* **CONSIGNA**
Indica el número de líneas de las filas siguientes que contienen la cadena "green". Responde solo con la cifra.

[Filas de etiquetado de regiones]

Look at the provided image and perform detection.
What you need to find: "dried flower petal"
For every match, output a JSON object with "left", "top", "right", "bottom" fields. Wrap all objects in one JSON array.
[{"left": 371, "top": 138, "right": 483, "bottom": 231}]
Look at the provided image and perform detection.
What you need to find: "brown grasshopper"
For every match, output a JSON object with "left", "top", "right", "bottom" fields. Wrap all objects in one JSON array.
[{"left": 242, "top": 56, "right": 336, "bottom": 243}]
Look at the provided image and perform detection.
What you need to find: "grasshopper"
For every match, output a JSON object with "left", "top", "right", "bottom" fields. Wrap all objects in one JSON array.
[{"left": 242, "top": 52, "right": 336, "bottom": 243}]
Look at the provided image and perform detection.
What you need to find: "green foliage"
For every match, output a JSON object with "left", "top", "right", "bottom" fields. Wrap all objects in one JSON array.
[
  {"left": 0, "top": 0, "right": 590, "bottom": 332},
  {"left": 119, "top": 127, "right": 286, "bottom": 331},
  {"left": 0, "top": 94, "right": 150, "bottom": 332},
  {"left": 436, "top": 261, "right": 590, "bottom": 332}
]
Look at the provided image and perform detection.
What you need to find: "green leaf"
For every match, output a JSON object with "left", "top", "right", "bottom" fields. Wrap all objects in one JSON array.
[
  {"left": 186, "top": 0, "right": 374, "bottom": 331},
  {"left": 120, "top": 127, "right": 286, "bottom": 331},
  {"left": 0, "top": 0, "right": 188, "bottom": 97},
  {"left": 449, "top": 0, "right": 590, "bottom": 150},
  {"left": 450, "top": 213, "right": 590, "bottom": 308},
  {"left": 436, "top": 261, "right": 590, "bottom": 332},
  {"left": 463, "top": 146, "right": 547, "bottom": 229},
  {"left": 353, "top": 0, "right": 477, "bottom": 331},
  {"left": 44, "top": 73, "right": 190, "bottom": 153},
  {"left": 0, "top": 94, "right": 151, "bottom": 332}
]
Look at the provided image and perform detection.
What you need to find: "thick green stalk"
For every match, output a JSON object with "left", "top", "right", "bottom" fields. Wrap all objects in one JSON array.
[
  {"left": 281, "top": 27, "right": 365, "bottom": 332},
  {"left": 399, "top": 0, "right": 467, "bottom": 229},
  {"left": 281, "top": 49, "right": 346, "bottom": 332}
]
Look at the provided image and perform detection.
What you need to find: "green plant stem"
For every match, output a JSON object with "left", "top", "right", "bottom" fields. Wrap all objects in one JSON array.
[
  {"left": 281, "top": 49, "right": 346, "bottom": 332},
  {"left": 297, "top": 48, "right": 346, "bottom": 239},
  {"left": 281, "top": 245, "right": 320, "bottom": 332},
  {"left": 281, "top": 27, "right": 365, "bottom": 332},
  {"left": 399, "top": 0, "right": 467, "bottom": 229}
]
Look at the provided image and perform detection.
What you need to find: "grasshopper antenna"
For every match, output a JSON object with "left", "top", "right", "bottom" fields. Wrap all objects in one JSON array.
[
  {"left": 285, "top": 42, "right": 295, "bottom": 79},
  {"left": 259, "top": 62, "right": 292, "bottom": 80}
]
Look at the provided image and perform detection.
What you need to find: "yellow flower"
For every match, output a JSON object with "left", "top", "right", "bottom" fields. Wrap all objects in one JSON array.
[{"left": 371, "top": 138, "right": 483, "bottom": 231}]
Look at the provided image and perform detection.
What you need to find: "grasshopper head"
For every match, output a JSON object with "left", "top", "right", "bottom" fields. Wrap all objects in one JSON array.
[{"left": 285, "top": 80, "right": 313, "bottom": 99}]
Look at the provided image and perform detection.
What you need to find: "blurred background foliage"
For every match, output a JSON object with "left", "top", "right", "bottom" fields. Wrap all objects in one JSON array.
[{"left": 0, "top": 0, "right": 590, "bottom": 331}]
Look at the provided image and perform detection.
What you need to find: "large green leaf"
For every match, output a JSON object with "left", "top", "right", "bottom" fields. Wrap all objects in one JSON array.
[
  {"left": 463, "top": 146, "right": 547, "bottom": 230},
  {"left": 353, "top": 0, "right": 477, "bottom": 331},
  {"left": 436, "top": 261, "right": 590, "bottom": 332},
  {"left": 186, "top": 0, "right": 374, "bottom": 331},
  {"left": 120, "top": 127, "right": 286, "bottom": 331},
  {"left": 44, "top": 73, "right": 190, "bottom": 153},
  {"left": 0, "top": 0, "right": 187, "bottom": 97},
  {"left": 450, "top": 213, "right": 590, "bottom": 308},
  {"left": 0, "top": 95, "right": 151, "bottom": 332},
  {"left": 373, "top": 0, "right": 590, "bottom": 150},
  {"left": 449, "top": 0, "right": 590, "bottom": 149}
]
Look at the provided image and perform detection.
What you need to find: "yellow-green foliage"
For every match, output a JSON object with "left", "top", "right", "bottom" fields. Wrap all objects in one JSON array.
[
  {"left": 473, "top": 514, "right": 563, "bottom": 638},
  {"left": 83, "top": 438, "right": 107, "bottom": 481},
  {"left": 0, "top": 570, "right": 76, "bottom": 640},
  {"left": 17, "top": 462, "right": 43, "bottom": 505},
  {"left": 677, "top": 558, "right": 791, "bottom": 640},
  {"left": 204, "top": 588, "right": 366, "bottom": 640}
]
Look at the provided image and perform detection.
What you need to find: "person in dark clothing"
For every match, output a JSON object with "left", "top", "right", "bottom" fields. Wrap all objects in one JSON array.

* **RESULTADO DEL EJERCICIO**
6